»»
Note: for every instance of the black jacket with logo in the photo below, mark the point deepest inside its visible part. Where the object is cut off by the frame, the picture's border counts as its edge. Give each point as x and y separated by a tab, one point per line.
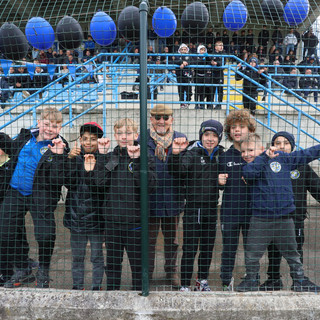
118	177
83	203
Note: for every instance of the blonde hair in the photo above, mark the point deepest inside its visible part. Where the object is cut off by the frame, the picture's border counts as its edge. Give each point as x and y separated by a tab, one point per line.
52	114
239	116
252	137
126	122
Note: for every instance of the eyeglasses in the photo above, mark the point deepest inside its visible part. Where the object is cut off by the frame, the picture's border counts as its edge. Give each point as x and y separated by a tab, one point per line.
159	116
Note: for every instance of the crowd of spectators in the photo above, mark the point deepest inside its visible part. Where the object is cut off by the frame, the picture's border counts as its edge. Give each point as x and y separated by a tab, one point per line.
278	49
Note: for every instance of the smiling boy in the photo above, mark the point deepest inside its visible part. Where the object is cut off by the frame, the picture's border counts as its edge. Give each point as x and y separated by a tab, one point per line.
33	187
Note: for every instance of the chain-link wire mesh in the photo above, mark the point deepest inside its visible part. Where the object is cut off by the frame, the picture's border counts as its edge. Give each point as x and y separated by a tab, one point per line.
207	88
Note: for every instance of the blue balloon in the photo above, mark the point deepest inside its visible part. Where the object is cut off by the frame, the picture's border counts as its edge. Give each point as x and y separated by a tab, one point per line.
103	29
39	33
164	22
235	15
296	11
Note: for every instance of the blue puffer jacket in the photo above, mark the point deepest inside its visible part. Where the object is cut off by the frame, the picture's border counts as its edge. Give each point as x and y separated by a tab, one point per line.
270	180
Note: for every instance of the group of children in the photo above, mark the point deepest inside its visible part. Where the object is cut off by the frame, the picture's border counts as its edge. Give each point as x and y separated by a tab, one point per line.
103	201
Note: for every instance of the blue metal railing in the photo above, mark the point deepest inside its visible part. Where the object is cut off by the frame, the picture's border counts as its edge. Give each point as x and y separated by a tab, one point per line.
118	70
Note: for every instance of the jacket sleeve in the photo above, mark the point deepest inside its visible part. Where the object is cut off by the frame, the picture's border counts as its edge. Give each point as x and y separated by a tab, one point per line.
6	144
254	170
302	157
312	182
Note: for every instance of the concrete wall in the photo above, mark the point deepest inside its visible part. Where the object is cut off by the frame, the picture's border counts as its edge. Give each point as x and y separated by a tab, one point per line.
119	305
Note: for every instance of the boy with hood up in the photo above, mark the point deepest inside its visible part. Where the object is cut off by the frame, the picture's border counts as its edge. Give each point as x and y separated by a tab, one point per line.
194	164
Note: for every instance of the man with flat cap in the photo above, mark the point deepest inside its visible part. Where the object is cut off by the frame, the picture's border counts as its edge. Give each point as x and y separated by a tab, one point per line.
168	201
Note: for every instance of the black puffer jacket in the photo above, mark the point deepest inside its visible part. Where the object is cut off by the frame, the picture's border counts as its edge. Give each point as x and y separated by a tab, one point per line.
83	204
48	178
304	179
118	176
199	173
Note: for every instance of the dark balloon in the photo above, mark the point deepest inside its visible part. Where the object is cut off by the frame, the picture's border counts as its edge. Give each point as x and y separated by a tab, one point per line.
69	33
296	11
39	33
129	23
195	18
103	29
13	43
235	15
272	9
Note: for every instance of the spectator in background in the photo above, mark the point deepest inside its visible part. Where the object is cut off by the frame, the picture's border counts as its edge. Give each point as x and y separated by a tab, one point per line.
288	63
209	37
87	56
310	41
290	41
225	40
291	82
4	91
276	73
184	76
263	38
71	60
22	81
49	55
277	39
43	59
250	47
152	37
309	84
40	80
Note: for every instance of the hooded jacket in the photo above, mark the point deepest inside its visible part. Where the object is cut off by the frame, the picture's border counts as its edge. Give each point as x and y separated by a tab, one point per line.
47	181
199	172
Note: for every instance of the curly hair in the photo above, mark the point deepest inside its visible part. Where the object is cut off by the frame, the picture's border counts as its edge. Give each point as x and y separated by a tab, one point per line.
239	116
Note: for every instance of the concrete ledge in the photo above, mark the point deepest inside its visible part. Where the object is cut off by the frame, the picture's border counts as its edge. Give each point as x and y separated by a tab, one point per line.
63	304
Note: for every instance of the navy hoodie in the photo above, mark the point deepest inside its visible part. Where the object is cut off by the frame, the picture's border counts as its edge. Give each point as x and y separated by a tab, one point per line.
235	203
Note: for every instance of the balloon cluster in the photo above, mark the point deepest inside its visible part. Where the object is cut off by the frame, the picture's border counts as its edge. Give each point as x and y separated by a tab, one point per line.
294	13
194	19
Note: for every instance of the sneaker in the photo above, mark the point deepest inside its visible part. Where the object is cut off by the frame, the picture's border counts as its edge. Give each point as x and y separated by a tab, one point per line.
202	285
33	264
42	278
248	285
304	285
230	286
185	289
271	285
19	278
2	280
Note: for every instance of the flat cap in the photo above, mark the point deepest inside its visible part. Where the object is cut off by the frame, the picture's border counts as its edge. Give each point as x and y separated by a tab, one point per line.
161	109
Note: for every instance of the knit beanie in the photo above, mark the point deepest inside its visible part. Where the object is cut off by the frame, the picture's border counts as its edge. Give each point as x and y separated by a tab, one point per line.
287	135
211	125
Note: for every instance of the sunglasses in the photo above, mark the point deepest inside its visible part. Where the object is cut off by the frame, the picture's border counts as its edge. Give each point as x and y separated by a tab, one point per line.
164	117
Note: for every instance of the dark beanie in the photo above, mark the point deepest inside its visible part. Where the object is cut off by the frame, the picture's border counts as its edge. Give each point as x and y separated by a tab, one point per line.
211	125
287	135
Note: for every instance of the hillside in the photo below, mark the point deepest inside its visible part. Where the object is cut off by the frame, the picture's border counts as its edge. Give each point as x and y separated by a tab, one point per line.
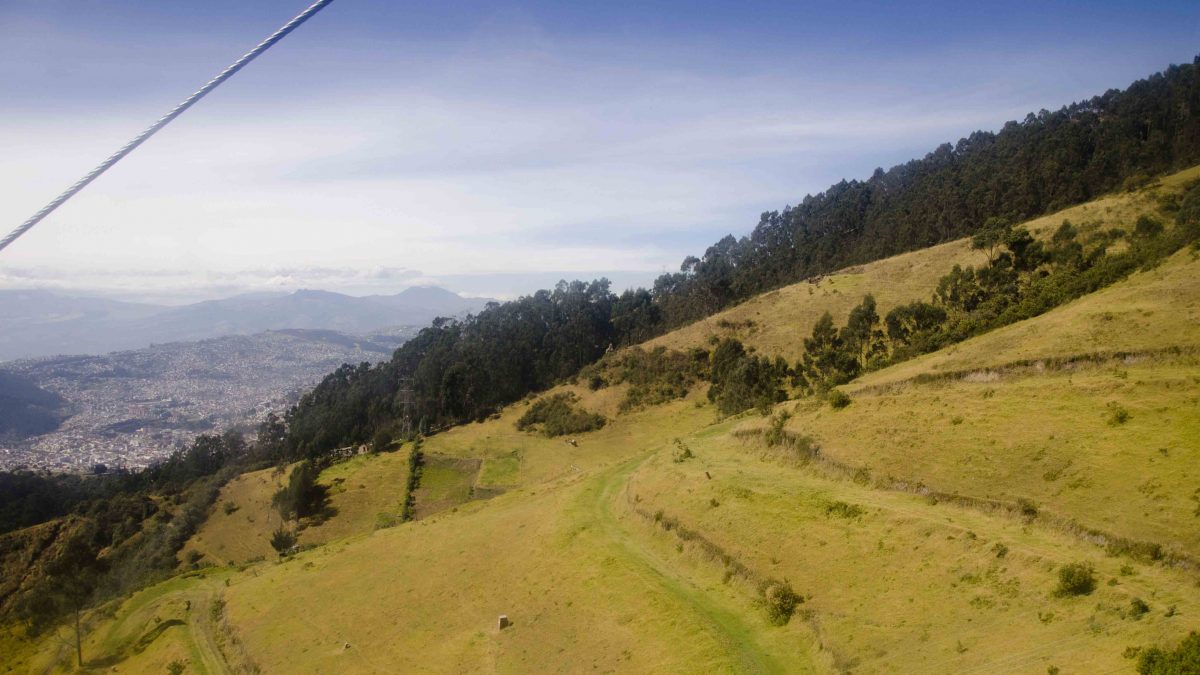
923	526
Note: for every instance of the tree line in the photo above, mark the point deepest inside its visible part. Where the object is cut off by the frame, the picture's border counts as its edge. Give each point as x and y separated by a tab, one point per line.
463	370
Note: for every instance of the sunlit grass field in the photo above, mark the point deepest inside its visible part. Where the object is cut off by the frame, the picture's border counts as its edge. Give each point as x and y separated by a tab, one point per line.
573	544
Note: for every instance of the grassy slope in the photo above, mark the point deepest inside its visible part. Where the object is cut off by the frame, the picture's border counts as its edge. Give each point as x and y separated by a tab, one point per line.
361	489
784	317
909	585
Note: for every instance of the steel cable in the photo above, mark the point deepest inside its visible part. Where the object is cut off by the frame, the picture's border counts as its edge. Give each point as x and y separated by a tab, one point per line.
165	120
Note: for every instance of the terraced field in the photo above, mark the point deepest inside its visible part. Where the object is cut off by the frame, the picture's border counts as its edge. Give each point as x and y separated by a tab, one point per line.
923	526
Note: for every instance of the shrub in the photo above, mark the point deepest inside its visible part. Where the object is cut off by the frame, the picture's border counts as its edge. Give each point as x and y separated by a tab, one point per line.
775	434
303	496
1075	579
382	441
743	381
654	376
683	453
838	399
1116	414
282	541
1138	608
558	416
1147	227
1183	658
844	509
779	599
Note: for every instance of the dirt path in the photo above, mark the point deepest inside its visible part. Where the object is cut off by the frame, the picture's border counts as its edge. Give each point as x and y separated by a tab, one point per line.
202	631
736	637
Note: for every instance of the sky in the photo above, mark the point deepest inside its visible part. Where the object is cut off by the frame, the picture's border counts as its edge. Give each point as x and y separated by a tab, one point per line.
493	148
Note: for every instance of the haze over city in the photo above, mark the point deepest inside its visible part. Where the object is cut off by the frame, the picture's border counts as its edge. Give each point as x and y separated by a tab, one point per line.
496	148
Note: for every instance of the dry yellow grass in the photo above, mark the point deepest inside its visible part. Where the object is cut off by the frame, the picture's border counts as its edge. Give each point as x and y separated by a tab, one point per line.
892	580
784	317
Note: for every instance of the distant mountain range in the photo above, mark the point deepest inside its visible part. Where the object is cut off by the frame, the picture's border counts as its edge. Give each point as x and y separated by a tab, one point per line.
41	323
131	407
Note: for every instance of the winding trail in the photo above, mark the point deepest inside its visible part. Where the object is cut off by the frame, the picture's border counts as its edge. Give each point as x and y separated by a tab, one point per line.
721	622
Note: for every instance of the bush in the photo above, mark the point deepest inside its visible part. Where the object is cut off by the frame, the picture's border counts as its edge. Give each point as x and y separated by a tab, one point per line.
779	599
558	416
1138	608
382	441
303	496
282	541
1182	659
838	399
683	453
1075	579
844	509
1116	414
1147	227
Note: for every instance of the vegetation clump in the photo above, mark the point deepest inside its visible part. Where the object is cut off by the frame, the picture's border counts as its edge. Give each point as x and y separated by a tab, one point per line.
683	453
838	399
1075	579
1138	608
654	376
779	599
844	509
303	496
558	416
1116	414
282	539
1182	659
742	381
415	461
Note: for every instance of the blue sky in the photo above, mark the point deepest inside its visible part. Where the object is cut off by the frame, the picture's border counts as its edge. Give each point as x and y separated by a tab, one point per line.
495	148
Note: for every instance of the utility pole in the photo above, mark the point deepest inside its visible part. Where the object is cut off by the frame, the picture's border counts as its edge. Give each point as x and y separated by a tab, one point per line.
406	406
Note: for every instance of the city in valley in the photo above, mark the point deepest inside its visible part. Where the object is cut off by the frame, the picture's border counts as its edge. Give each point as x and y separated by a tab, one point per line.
127	410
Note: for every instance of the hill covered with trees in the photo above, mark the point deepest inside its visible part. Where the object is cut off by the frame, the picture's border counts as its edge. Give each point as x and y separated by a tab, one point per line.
461	370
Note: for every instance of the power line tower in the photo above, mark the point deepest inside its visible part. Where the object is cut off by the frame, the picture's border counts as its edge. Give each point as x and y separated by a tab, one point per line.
405	398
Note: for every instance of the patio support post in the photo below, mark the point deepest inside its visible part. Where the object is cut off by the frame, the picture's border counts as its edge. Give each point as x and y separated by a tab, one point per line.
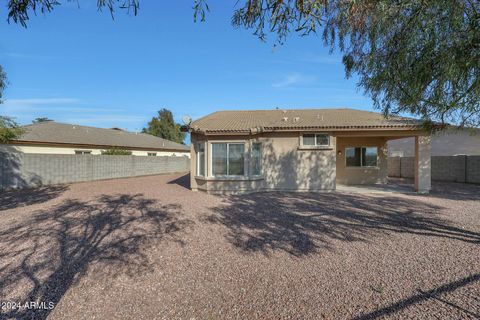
423	171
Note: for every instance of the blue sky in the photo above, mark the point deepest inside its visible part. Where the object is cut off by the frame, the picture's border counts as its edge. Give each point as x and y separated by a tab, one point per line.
80	66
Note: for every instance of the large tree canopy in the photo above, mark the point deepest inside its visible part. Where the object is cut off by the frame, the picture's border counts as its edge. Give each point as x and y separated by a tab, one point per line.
165	127
420	57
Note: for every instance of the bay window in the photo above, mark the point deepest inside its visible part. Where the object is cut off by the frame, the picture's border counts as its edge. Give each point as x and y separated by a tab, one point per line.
228	159
316	139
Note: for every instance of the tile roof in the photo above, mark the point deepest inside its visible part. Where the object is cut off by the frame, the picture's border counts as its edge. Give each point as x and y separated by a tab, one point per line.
252	121
54	132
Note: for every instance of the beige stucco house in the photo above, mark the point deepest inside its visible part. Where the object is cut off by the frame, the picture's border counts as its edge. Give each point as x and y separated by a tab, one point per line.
299	150
51	137
449	142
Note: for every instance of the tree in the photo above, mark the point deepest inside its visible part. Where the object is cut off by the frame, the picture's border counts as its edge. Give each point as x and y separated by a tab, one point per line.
165	127
415	57
41	119
9	129
3	83
117	151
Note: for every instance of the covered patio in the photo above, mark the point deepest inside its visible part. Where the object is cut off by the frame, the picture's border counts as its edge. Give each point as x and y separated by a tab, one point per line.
362	166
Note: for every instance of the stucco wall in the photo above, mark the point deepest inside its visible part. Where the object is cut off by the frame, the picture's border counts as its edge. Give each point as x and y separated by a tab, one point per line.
447	143
357	175
285	166
61	150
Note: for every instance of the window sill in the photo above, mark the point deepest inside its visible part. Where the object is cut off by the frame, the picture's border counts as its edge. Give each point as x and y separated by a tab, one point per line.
315	148
230	178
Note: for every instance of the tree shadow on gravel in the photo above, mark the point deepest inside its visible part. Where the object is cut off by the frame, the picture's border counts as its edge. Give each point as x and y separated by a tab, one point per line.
470	307
42	257
18	198
183	181
304	223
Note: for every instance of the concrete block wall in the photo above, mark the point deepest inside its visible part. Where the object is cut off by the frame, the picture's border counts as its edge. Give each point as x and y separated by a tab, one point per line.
459	168
473	169
19	170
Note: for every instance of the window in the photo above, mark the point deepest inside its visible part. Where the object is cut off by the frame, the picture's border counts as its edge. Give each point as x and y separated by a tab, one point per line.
317	139
361	157
201	159
83	151
256	159
228	159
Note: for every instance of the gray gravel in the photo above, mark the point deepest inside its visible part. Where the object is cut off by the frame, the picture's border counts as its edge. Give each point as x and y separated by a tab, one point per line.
150	248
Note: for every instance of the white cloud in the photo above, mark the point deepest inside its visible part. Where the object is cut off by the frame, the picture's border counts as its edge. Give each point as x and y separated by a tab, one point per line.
294	79
40	101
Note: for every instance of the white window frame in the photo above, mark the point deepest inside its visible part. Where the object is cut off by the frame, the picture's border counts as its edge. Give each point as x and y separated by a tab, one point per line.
361	157
315	134
261	158
210	158
83	152
197	158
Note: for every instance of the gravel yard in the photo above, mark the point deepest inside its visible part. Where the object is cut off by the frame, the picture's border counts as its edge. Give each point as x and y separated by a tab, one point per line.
150	248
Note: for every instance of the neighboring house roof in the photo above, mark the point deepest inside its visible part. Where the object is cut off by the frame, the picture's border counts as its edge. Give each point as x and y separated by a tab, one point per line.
277	120
51	132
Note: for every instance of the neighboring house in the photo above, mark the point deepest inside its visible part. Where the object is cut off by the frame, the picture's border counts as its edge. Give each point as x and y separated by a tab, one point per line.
444	143
51	137
298	150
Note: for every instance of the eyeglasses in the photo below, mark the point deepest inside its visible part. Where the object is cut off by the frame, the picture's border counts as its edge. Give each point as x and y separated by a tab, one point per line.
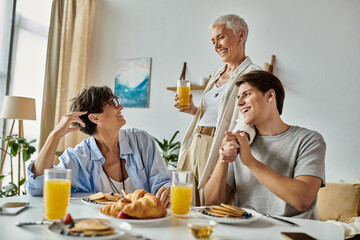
««
* _PROBLEM TO WORK ON_
Working from the records above, reproduce exactly the lines from the one with "Note: for every instance of the neighboring house in" through the last line, without the pictures.

* _SOLUTION TO THIS EXERCISE_
Note: for every instance of the neighboring house in the photo above, mark the point deepest inside its visible part. Where the object is cut off by the frame, the picture's border counts as its edge. Give each point as x and y separated by a tab, one point per line.
444	143
51	137
298	150
Note: for every instance of the eyeglasses in the photo below, mark the point deepest inside its visible part. Where the object is cut off by the frame, the picture's border counts as its edge. Give each point as x and y separated by a tab, one point per line.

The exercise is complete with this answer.